** BEGIN Entries provided **

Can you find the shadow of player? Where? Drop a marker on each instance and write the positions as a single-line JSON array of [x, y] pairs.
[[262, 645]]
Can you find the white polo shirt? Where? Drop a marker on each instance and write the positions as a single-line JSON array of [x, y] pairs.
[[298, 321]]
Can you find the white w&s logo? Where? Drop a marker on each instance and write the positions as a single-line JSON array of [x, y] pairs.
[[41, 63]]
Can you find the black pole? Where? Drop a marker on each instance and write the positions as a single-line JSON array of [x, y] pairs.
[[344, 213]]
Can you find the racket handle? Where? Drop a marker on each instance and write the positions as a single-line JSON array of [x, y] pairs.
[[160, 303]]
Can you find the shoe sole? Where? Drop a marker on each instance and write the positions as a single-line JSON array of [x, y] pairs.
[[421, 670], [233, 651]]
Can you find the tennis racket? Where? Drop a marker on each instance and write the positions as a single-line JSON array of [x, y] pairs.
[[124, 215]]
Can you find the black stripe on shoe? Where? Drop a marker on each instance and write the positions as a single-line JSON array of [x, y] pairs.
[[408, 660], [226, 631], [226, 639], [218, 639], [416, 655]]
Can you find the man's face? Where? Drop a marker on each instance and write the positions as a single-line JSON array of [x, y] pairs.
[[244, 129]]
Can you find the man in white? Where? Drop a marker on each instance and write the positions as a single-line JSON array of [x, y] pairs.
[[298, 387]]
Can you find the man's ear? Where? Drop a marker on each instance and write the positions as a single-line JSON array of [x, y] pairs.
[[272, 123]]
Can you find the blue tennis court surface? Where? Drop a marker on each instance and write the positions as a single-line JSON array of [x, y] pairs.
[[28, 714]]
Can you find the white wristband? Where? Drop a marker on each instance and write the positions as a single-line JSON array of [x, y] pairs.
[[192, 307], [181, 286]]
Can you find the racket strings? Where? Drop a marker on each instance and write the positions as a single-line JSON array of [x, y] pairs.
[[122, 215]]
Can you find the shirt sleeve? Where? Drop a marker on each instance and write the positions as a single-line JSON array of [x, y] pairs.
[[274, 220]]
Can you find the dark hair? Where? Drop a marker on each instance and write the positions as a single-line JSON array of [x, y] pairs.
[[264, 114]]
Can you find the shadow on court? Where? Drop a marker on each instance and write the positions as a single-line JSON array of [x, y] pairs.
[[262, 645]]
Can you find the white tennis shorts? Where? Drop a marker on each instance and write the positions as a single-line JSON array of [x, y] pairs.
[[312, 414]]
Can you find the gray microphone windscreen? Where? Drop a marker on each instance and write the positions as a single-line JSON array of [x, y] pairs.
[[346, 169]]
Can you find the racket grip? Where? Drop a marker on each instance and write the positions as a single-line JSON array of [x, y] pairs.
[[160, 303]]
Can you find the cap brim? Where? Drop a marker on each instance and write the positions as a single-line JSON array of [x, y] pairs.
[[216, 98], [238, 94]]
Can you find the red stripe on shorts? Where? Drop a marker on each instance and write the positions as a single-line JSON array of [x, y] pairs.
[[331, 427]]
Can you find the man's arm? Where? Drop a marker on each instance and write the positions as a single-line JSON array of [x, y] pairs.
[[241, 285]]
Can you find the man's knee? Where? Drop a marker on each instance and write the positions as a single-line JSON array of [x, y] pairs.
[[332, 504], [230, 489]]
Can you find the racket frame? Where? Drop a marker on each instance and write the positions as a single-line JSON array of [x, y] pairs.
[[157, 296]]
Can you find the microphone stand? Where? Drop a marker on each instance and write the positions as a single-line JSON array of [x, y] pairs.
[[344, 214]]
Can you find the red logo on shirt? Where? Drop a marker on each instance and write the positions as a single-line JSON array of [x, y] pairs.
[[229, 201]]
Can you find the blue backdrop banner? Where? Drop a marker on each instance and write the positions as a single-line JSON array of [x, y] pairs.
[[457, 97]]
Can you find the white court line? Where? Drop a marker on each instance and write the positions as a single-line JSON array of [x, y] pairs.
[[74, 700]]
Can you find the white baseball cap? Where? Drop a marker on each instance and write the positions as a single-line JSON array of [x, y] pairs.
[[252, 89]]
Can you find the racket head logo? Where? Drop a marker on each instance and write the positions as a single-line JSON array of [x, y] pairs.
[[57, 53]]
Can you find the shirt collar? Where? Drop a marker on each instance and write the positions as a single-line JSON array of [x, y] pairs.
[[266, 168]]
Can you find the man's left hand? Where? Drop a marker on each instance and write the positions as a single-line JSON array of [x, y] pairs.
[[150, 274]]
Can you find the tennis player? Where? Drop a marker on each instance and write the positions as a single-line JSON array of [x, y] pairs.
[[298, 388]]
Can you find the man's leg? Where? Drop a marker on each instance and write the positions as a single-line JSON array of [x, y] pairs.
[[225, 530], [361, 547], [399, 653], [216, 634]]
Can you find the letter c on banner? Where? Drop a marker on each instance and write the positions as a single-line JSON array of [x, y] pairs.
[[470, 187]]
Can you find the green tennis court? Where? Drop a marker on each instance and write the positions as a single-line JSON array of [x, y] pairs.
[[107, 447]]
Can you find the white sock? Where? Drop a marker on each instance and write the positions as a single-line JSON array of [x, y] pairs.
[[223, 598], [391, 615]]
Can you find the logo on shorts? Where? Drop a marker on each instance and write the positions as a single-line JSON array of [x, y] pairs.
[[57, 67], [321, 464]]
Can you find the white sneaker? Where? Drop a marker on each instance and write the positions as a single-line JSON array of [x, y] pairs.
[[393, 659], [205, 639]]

** END Entries provided **

■ Exercise objective:
Reproduce each of the items above verbatim, keeping their original order.

■ Task result:
Can you find the shadow of player? Where? Drop a marker on each instance and write the positions as a single-line JSON array of [x, y] pairs.
[[262, 645]]
Can you find the white polo shirt? Where? Drop a marker on each instance and write the positions as a single-line JSON array of [x, y] pairs.
[[298, 321]]
Can you find the white w&s logo? Where? Drop a marker on each instance and write the positions as a single-line JSON array of [x, y] pairs.
[[41, 63]]
Can you find the black pole? Where? Drop a marker on each instance and write the positions as a single-line JSON array of [x, y] pairs.
[[344, 213]]
Can you find the racket handle? Where? Drop a marker on each instance and write the positions as a single-line JSON array of [x, y] pairs.
[[160, 303]]
Can you find the shoe sole? Where? Drop a marker on each instance and write the positions as a single-line JSON array of [x, y] pairs.
[[421, 670], [233, 651]]
Can you find the tennis racket? Where? Drop a marker on each instance and write the positions as a single-line JSON array of [x, y] pairs.
[[124, 215]]
Can you find the black stripe on shoe? Where? Drop a marker on each instance and write the positions as a single-line JSON array of [x, y] pairs.
[[408, 660], [226, 631], [226, 639], [218, 639], [416, 655]]
Can you find the man's face? Where? Drop a marker on each instance and write the positions as a single-line JSON array of [x, y] pairs.
[[244, 129]]
Can you find the man in white? Where? Drop a marker on each instance and write the positions as a single-line JSON array of [x, y] pairs.
[[298, 387]]
Can you find the man's ear? Where? Drop a marker on each instance and write the positions as a single-line JSON array of [x, y] pairs.
[[272, 123]]
Can you find the blue tennis court surface? Where? Drop a marker on each instance and write the positions as a single-line JSON array of [x, y] pairs.
[[28, 714]]
Can you find the white wristband? Where? Drop a marker on each instance and write the positions as a single-line JSON array of [x, y] pairs.
[[192, 307], [181, 286]]
Can you find the racket strings? Where? Drop a marker on each instance and write the positions as a single-line JSON array of [x, y] pairs.
[[122, 215]]
Can you find the shirt sleeve? Where? Drop a marker on each instance and write the positions as a single-line JSON array of [x, y] pairs.
[[274, 220]]
Can you find the dark hair? Where? Drop a marker on each instance and write the positions as a single-line JSON array of [x, y] pairs.
[[264, 114]]
Can you find the shadow on court? Where? Drop a marker on each instance and write the positions as a single-line JSON array of [x, y] pairs.
[[262, 645]]
Can you find the white tennis shorts? Where? Drop a marker on each instance and write the positions as a single-line JSON array of [x, y] pairs.
[[312, 414]]
Can you find the gray microphone windscreen? Where? Drop a marker on each instance and write the positions as a single-line JSON array of [x, y] pairs.
[[346, 169]]
Can you find the racket grip? Where? Drop a marker on each instance and write the positions as a single-line JSON array of [x, y] pairs.
[[160, 303]]
Can you find the cap brim? Where? Drop a marker on each instance and write the positions as a single-line JSON array of [x, y] pairs.
[[216, 98], [238, 94]]
Can you find the red stripe on shorts? Where? Drop a marker on each instance and write the positions as a single-line JSON array of [x, y] pairs.
[[331, 427]]
Can you find the man's arm? Where? Drop a marker on each instance and write the positions as a single-line JSON array of [x, y] pairs.
[[241, 285]]
Can you find the man's knee? Where? Drop a marker on each instance and write the positions as a single-line JSON array of [x, y] pairs.
[[332, 504], [230, 489]]
Can you find the racket frame? Where? Drop a marker on each instance and write the positions as a single-line JSON array of [x, y] pairs.
[[157, 296]]
Can you find the microphone stand? Where? Drop a marker on each instance and write the positions as a single-line JSON array of [x, y] pairs.
[[344, 214]]
Can you find the red logo on shirt? Where? Drop a marker on each instance and write the positions as a single-line JSON array of [x, y] pairs.
[[229, 201]]
Can you find the blue backdrop banner? Where? Drop a marker on each instance and write the positions as a single-line JSON array of [x, y] pairs.
[[457, 97]]
Can you find the white court line? Where? Drop a marker on each instance and write the positions as a single-line JSON array of [x, y] pairs.
[[74, 700]]
Can you find the white baseball cap? Where? Drop a marker on each instance and write the positions as a single-line JSON array of [x, y] pairs.
[[252, 89]]
Can you find the racket head logo? Where? Drop a marker on each instance and write the positions as a single-line JSON array of [x, y] pairs.
[[57, 53]]
Can you find the shirt collar? Where? Drop a marker on each instance and write the positions as a single-line JSON array of [x, y] pairs.
[[266, 168]]
Can you find the man's left hand? Where? Drop a marker on each instance and write the positions as a single-line JSON array of [x, y] pairs.
[[150, 274]]
Can you find the tennis player? Where? Drop a marker on each instance and write the positions as a single-line JSON array of [x, y] pairs.
[[298, 388]]
Can you find the man's leg? Where? Drop a marker on each instance and write the positions as a single-line JSON array of [x, y] pairs.
[[225, 530], [361, 547], [399, 653], [216, 634]]
Can you find the letter c on banner? Where? Drop a marker on each instance and write the positions as a single-line JSON array of [x, y] pairs.
[[470, 187]]
Can you find the green tennis court? Where? Drop a marker on each instance and write the positions as a single-line JSON array of [x, y] pairs.
[[107, 447]]
Can you find the white sock? Where? Drop a marker on each instance and write the positions as a single-line JSON array of [x, y] pairs.
[[223, 598], [391, 615]]
Can you find the logo on shorts? Where? Drop a marker on each instance and write the positions as a single-line JSON array of [x, y] pairs.
[[57, 67], [321, 464]]
Can you find the white sneaker? Where? Drop a marker on each instance and write the positions as a single-line JSON array of [x, y] pairs.
[[393, 659], [205, 639]]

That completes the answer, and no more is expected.